#### DATASET CONTENT ####

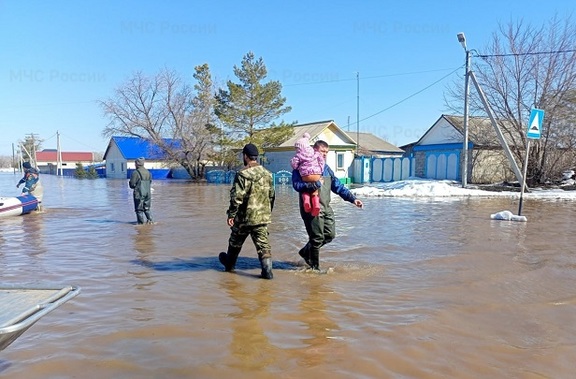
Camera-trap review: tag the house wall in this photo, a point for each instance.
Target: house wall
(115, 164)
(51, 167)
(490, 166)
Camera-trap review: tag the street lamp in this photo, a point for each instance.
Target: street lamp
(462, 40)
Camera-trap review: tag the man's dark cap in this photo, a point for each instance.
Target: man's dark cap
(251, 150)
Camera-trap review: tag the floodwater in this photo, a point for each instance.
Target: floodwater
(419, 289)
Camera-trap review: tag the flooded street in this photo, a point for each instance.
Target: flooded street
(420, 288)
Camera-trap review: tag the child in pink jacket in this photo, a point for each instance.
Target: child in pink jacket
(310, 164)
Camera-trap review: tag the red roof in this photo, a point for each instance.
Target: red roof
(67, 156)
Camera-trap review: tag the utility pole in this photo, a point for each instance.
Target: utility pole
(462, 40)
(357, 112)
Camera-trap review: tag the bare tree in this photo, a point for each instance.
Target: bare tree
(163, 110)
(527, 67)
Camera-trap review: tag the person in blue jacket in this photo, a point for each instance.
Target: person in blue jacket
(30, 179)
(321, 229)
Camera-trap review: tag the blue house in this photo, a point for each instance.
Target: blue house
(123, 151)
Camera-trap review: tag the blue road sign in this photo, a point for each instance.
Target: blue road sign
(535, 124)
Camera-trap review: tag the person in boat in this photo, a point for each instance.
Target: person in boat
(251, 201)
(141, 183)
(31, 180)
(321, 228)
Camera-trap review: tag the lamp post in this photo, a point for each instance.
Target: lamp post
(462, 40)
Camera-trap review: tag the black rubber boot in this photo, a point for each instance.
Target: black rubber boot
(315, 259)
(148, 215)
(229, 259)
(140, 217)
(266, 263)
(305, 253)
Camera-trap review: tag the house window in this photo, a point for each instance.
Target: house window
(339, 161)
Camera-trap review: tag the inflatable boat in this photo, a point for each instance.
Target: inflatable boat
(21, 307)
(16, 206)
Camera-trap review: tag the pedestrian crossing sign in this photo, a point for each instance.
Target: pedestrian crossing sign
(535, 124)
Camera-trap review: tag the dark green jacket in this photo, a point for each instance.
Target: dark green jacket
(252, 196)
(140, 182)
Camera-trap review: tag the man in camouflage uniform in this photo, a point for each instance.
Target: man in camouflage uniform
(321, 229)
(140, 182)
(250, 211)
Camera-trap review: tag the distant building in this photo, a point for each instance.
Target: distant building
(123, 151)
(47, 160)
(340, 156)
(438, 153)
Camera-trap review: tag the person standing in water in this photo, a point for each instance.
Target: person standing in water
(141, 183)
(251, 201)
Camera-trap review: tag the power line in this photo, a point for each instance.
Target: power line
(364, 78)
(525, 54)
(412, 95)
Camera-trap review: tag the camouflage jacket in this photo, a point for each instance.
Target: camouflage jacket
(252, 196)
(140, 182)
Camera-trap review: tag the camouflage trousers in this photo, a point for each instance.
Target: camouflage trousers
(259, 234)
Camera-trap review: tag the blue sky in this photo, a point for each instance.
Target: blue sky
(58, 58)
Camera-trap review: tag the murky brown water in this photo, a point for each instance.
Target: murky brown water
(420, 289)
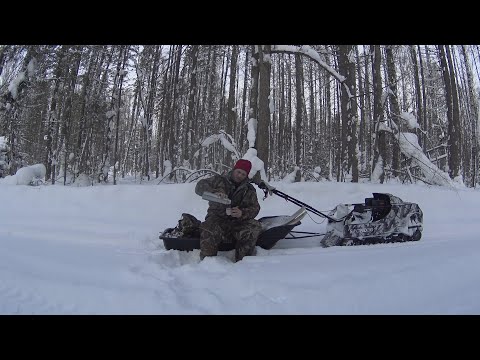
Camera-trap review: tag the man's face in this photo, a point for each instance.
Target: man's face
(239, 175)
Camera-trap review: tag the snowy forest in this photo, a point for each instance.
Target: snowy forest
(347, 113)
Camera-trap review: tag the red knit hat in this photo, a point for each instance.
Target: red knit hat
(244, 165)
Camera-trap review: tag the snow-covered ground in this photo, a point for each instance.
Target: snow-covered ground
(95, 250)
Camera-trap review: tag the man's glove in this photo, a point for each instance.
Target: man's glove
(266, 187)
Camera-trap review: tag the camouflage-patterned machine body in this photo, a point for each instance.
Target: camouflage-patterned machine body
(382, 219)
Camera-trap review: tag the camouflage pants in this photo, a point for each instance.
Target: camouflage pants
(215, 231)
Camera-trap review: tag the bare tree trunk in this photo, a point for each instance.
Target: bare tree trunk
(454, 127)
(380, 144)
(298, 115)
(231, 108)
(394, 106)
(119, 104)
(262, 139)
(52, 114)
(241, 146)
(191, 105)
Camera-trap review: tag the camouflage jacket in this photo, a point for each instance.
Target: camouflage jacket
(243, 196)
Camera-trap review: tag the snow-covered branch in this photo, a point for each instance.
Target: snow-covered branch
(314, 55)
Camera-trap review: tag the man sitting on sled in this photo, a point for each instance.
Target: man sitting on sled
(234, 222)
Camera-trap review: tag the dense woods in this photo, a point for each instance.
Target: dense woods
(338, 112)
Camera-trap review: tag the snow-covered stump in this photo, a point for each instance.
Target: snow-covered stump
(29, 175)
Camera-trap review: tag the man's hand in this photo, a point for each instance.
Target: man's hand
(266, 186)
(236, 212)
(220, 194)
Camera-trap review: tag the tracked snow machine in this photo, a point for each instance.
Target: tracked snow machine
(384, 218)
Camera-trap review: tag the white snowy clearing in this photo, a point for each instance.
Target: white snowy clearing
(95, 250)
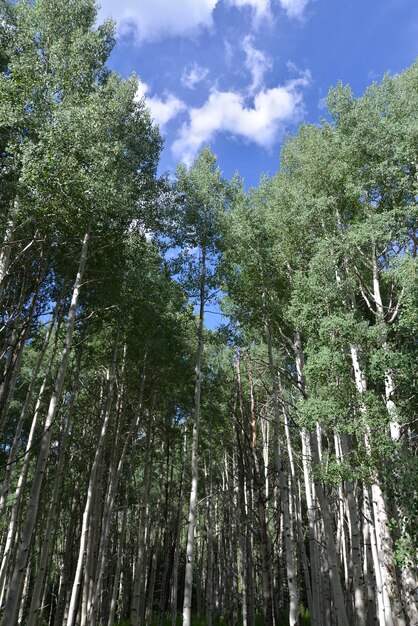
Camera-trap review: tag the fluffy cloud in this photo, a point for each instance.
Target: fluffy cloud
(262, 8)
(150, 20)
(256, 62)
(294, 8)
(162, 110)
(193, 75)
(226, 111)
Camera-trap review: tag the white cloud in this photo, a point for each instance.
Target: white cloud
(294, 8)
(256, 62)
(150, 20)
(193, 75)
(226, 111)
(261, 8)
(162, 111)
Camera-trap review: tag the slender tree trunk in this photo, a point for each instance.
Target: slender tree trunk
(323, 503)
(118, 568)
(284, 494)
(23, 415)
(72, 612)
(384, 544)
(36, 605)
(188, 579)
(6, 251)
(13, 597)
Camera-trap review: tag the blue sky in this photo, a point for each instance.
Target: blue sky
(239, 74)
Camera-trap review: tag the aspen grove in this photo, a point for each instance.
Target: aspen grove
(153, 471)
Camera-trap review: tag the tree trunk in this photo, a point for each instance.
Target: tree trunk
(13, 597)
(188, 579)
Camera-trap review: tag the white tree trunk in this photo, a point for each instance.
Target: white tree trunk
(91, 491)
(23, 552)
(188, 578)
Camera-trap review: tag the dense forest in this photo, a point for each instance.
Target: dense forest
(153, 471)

####

**INSTRUCTIONS TO FOLLOW:**
Copy out each record shown above without alteration, skipping any picture.

**SOLUTION FOR THIS EXERCISE:**
Camera-trap review: tag the house wall in this photo, a point for each instance.
Target: house wall
(115, 164)
(51, 167)
(490, 166)
Camera-trap review: tag the street lamp in this photo, a point for each instance.
Target: street lamp
(462, 40)
Camera-trap review: tag the man's dark cap in this photo, a point for each instance.
Target: man's dark cap
(251, 150)
Camera-trap review: tag the floodwater in this photo, a point for each instance.
Target: floodwater
(419, 289)
Camera-trap review: tag the flooded street in this photo, a point for each instance.
Target: flooded street
(420, 288)
Camera-trap review: tag the child in pink jacket in this photo, a point for each instance.
Target: child in pink jacket
(310, 164)
Camera-trap review: tag the red roof in this photo, a point for each instance.
Target: red roof
(67, 156)
Camera-trap review: tag the utility pole in this photo, a point for each instance.
Target: utility pole
(462, 40)
(357, 112)
Camera-trap review: tag the bare tree in this photo, a point for each instance.
Target: bare tree
(163, 110)
(527, 67)
Camera-trap review: tag the person in blue jacket in this photo, a point for each instance.
Target: person in blue jacket
(30, 179)
(321, 229)
Camera-trap review: tag the blue house in this photo, a point for each instance.
Target: blue house
(123, 151)
Camera-trap review: tag the blue road sign in this photo, a point for each instance.
Target: blue road sign
(535, 124)
Camera-trap review: tag the person in boat in this photo, a point for each instance.
Target: person in boat
(251, 201)
(141, 183)
(31, 180)
(321, 228)
Camera-trap review: tag the lamp post in this photo, a point for each instance.
Target: lamp post
(462, 40)
Camera-trap review: tag the black rubber boot in this photo, a point for each instance.
Target: black rubber boot
(315, 259)
(148, 215)
(229, 259)
(140, 217)
(266, 263)
(305, 253)
Camera-trap review: tag the house window in this photo, a point for each instance.
Target: house window
(339, 161)
Camera-trap review: tag the inflatable boat in this photo, a point for each instance.
Target: inflatable boat
(21, 307)
(16, 206)
Camera-trap review: tag the pedestrian crossing sign in this photo, a point for each instance.
Target: pedestrian crossing sign
(535, 124)
Camera-trap review: tag the dark green jacket in this photo, a point for each instance.
Target: dark green jacket
(252, 196)
(140, 182)
Camera-trap review: tag the man in camouflage uniform in this photo, a point for each instance.
Target: man in camouflage uniform
(321, 229)
(140, 182)
(250, 211)
Camera-trap review: tag the distant building in this photo, a point for each instance.
Target: distant building
(123, 151)
(47, 160)
(340, 156)
(438, 153)
Camera-trap review: tag the person standing in water in this photo, a point for each instance.
Target: person standing in water
(141, 183)
(251, 201)
Camera-trap review: tag the power line in this photo, a point for each instance.
Target: power line
(364, 78)
(525, 54)
(412, 95)
Camera-trap review: tag the camouflage jacket in this photo, a point for each instance.
Target: camouflage jacket
(252, 196)
(140, 182)
Camera-trap review: tag the camouflage trousers in this photo, a point for each instance.
Target: camouflage trousers
(259, 234)
Camera-trap review: tag the blue sky in this photo, a point for each instance.
Target: blue sky
(58, 58)
Camera-trap review: tag the murky brown water in this photo, a point for each instance.
Target: murky brown water
(420, 289)
Camera-trap review: tag the man's face in this photo, a point for each instance.
Target: man's face
(239, 175)
Camera-trap review: tag the snowy forest in this photo, a point for each instance.
Target: snowy forest
(347, 113)
Camera-trap review: tag the red knit hat in this photo, a point for each instance.
Target: red knit hat
(244, 165)
Camera-trap review: tag the snow-covered ground in this photo, a point for each instance.
Target: snow-covered ground
(95, 250)
Camera-trap review: tag the man's glove in this photo, a point for each instance.
Target: man's glove
(266, 187)
Camera-trap review: tag the camouflage-patterned machine body in this photo, a point for each instance.
Target: camouflage-patterned machine body
(382, 219)
Camera-trap review: tag the camouflage pants in this photo, a point for each instance.
Target: camouflage pants
(215, 231)
Camera-trap review: tag the bare tree trunk in this photo, a point for each instance.
Target: bare tree trunk
(454, 127)
(380, 144)
(298, 115)
(231, 108)
(394, 106)
(119, 104)
(262, 139)
(52, 114)
(241, 146)
(191, 105)
Camera-trap review: tag the camouflage jacket in this photo, a point for each instance.
Target: camouflage jacket
(243, 196)
Camera-trap review: tag the snow-covered branch in this photo, a point for each instance.
Target: snow-covered branch
(314, 55)
Camera-trap review: tag the man sitting on sled in this photo, a point for each instance.
Target: man sitting on sled
(234, 222)
Camera-trap review: tag the dense woods in this photo, a point for each instance.
Target: dense woods
(338, 112)
Camera-trap review: tag the snow-covered stump in this photo, a point for each instance.
Target: snow-covered stump
(29, 175)
Camera-trap review: tag the man's hand in this photo, a point for each instance.
Target: man's hand
(266, 186)
(236, 212)
(220, 194)
Camera-trap review: tag the tracked snow machine in this photo, a point for each instance.
Target: tracked snow machine
(384, 218)
Camera-trap review: tag the white snowy clearing in this photo, a point for each instance.
Target: white snowy clearing
(95, 250)
Camera-trap review: tag the fluffy cloud in this photo, a point for each instance.
Target: fluffy cloud
(262, 8)
(150, 20)
(256, 62)
(294, 8)
(162, 110)
(193, 75)
(226, 111)
Camera-trap review: tag the white cloud in this photo, a point for each instance.
Target: white cloud
(294, 8)
(256, 62)
(150, 20)
(193, 75)
(226, 111)
(261, 8)
(162, 111)
Camera-trap review: tag the slender tree trunk in this photo, a point for each instance.
Target: slender tree trunk
(323, 503)
(118, 568)
(284, 494)
(23, 415)
(72, 612)
(384, 544)
(36, 605)
(188, 579)
(6, 251)
(13, 597)
Camera-trap review: tag the blue sky in this photo, a point for each instance.
Target: blue sky
(239, 74)
Camera-trap review: tag the aspen grove in this photo, a point for each instance.
Target: aspen grove
(153, 471)
Camera-trap review: tag the tree trunk in this photo, a point for each instance.
Target: tree trunk
(13, 597)
(188, 579)
Camera-trap review: tag the white tree trunk in this photo, a point for each instance.
Target: white tree trunk
(91, 491)
(23, 552)
(188, 578)
Camera-trap review: tag the dense forest in this photo, a point for each instance.
Target: dense forest
(153, 471)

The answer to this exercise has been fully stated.